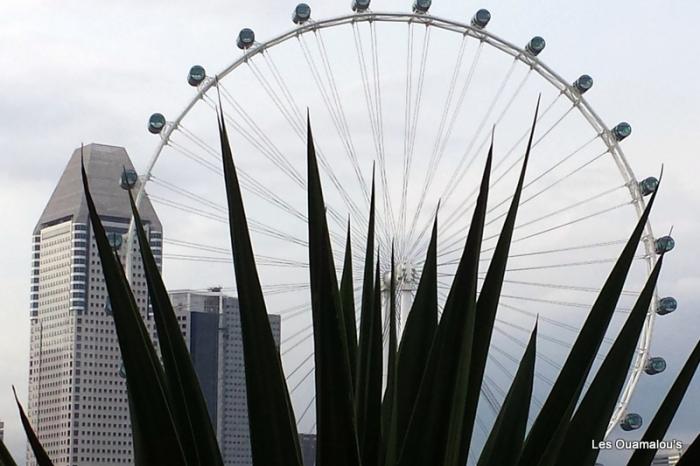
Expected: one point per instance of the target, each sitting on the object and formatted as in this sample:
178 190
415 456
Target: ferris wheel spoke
412 116
300 342
298 127
304 361
562 325
465 162
256 136
561 210
466 206
296 334
372 96
420 244
306 409
559 286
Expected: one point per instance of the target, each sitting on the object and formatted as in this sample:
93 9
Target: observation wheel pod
359 6
667 305
621 131
664 244
246 39
535 46
583 84
301 14
631 421
421 6
196 75
115 240
655 365
128 179
156 123
648 185
481 18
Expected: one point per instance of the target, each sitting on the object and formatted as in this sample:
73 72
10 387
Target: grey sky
84 71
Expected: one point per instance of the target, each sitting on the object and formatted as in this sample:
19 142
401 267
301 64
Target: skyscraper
214 320
77 395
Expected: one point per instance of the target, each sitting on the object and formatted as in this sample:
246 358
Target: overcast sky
79 71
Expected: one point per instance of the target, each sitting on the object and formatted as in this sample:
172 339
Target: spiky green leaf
189 407
389 406
274 439
662 420
508 432
337 443
5 456
42 458
593 414
547 433
487 304
691 457
436 426
418 335
347 298
370 391
151 415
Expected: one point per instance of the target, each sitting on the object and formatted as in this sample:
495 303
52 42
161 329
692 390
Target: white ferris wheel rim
519 54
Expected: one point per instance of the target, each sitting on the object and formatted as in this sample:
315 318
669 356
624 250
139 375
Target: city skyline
651 144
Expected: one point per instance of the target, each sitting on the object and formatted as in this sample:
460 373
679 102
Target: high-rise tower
216 346
77 395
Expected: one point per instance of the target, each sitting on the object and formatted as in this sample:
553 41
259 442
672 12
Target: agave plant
439 362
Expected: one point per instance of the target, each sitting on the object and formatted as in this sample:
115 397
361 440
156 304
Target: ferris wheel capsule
156 123
359 6
632 421
664 244
115 240
302 13
535 46
583 84
621 131
128 179
196 75
655 365
481 18
246 39
667 305
421 6
648 185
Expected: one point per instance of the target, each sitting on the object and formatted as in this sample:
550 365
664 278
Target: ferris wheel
411 100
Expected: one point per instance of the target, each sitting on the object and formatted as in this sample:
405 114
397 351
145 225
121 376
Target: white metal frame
516 52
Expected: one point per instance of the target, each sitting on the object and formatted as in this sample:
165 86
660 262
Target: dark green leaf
273 433
508 431
369 432
436 426
595 410
42 458
364 392
337 443
487 304
547 433
347 297
151 416
662 420
691 457
5 457
188 405
417 338
389 406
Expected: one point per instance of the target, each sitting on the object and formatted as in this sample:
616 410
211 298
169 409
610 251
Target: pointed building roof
104 166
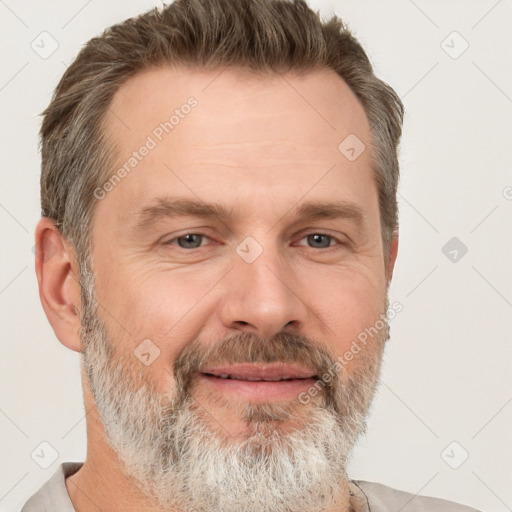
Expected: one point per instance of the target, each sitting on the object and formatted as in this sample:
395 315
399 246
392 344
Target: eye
321 240
188 241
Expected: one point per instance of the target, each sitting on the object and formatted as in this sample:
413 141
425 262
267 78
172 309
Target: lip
301 379
259 371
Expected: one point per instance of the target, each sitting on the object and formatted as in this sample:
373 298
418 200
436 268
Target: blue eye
319 240
189 241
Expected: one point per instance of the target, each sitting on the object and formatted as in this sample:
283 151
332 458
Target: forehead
229 134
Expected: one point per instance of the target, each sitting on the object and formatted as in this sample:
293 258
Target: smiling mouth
257 379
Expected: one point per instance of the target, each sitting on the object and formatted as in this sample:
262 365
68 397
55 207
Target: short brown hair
265 36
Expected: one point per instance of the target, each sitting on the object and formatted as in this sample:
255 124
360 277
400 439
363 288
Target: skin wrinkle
181 444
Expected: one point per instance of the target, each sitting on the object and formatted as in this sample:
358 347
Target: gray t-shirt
365 497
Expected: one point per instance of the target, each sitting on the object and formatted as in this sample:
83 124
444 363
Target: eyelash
333 238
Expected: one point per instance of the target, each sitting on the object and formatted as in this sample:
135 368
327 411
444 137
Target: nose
263 297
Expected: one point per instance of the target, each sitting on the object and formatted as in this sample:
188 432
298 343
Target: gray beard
181 459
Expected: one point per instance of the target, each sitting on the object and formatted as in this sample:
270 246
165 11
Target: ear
59 287
392 253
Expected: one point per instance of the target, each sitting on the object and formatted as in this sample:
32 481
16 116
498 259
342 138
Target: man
218 235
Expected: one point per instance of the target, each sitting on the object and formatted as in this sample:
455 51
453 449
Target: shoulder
381 498
53 494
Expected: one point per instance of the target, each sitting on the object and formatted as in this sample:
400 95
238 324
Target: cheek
348 303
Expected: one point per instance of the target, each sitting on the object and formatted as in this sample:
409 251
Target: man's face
279 286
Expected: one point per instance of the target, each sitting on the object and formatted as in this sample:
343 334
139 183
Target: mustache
249 348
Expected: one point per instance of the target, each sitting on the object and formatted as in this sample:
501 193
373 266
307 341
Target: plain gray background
446 388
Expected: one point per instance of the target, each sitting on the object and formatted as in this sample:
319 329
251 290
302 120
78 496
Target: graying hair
263 36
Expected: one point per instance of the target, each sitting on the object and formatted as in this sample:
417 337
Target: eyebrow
168 207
==================================================
Every line of the data above should be quoted exactly. Omit the pictures.

### COMPLETE RESPONSE:
Expected: one point per instance of the target, each sitting on the object and formatted as in this sample:
178 190
415 456
Target: ferris wheel spoke
412 116
300 342
298 127
304 361
562 325
465 162
256 136
561 210
466 206
296 334
372 96
420 244
306 409
559 286
Expected: one point per instance of the target, each sitting on the object and formatted as in this sample:
93 9
Target: observation wheel pod
359 6
667 305
621 131
664 244
246 39
535 46
583 84
301 14
631 421
421 6
196 75
115 240
655 365
128 179
156 123
648 185
481 18
Expected: one point per instance of the target, each sitting on the object and formatted as in this sample:
73 72
10 387
Target: grey sky
84 71
Expected: one point per instance of the target, each sitting on the object and formatted as in this sample:
19 142
401 267
301 64
Target: skyscraper
214 320
77 395
Expected: one point per instance of the target, each sitting on the object and formatted as in this sample:
246 358
Target: overcast sky
79 71
Expected: one point per instance of the target, each sitting on the object and formatted as in this sample:
172 339
Target: spiky green leaf
189 407
389 406
274 439
662 420
508 432
337 443
5 456
42 458
593 414
547 433
487 304
691 457
436 426
418 335
347 298
370 391
151 415
Expected: one point per instance of the target, each sitting on the object and formatted as in this sample:
495 303
52 42
161 329
692 390
Target: white ferris wheel rim
519 54
Expected: one point per instance of the target, each sitting on the object and formatted as in this sample:
315 318
669 356
624 250
139 375
Target: city skyline
651 144
Expected: one point per instance of the target, each sitting on the object and formatted as in this sample:
460 373
679 102
Target: high-rise tower
216 346
77 395
Expected: one point per instance of the target, each sitting on the object and formatted as in this sample:
553 41
259 442
672 12
Target: agave plant
439 362
Expected: one point per instance of the target, each sitting on the object and formatted as in this sample:
115 397
361 440
156 304
Target: ferris wheel capsule
156 123
359 6
632 421
664 244
115 240
302 13
535 46
583 84
621 131
128 179
196 75
655 365
481 18
246 39
667 305
421 6
648 185
Expected: one point per instance of the target, each sitting on the object and formatted as in this sample:
550 365
664 278
Target: ferris wheel
411 100
Expected: one point per instance of the target, each sitting on the object and formatted as in this sample:
405 114
397 351
145 225
121 376
Target: white metal frame
516 52
Expected: one point per instance of the target, each sitting on the object and formatted as in this sample:
165 86
660 262
Target: dark green leaf
273 433
508 431
369 432
436 426
595 410
42 458
364 392
337 443
487 304
547 433
347 297
151 416
662 420
691 457
5 457
188 405
417 338
389 406
Expected: one point per instance of the target, each sitting on the object and formatted as in this sample:
616 410
211 298
169 409
610 251
Target: pointed building roof
104 166
Expected: one point per instance of the target, each sitting on the object and formatted as in this sample:
395 315
399 246
392 344
Target: eye
321 240
188 241
Expected: one point per instance of the target, each sitting on the object and formatted as in this sample:
413 141
425 262
267 78
172 309
Target: lip
301 379
259 371
Expected: one point per instance of the target, each sitting on the object and formatted as in this sample:
373 298
418 200
436 268
Target: blue eye
319 240
189 241
Expected: one point per instance of the target, each sitting on the object and formatted as in this sample:
283 151
332 458
Target: forehead
229 134
Expected: one point per instance of the target, each sitting on the object and formatted as in this sample:
293 258
Target: smiling mouth
257 379
Expected: one point per instance of the target, each sitting on the object and formatted as in this sample:
262 365
68 397
55 207
Target: short brown hair
265 36
Expected: one point per instance of the target, each sitting on the object and formatted as in this sample:
255 124
360 277
400 439
363 288
Target: skin wrinkle
181 444
Expected: one point per instance of the target, each sitting on the object and formatted as in this sample:
358 347
Target: gray t-shirt
365 497
Expected: one point per instance of the target, each sitting on the object and formatted as in this sample:
83 124
444 363
Target: eyelash
333 238
Expected: one point per instance of the target, each sitting on the object and formatted as in this sample:
135 368
327 411
444 137
Target: nose
263 297
Expected: one point per instance of the target, each sitting on the object and formatted as in this sample:
188 432
298 343
Target: gray beard
181 459
Expected: one point per instance of the target, each sitting on the object and formatted as in this sample:
270 246
165 11
Target: ear
59 287
392 253
Expected: one point per instance of the target, each sitting on the object and formatted as in this sample:
32 481
16 116
498 259
342 138
Target: man
218 235
Expected: one point per instance of the target, each sitting on the object and formatted as in this sample:
455 51
453 449
Target: shoulder
381 498
53 494
Expected: one point per instance of the target, each sitting on the object and formatted as in this sample:
400 95
238 324
Target: cheek
348 303
Expected: one point per instance of the target, each sitting on the object and formatted as in this sample:
409 251
Target: man's face
279 286
Expected: one point per instance of the target, each sitting on the object and formatted as in this sample:
343 334
139 183
Target: mustache
249 348
Expected: one point per instance of the target, each sitting on the object and formatted as in this sample:
501 193
373 266
307 341
Target: plain gray background
446 388
Expected: one point per instance of the target, each sitting on the object and formatted as in this sample:
319 329
251 290
302 120
78 496
Target: graying hair
263 36
Expected: one point per instance of the target, each sitting on the object and formatted as in this sample:
417 337
Target: eyebrow
168 207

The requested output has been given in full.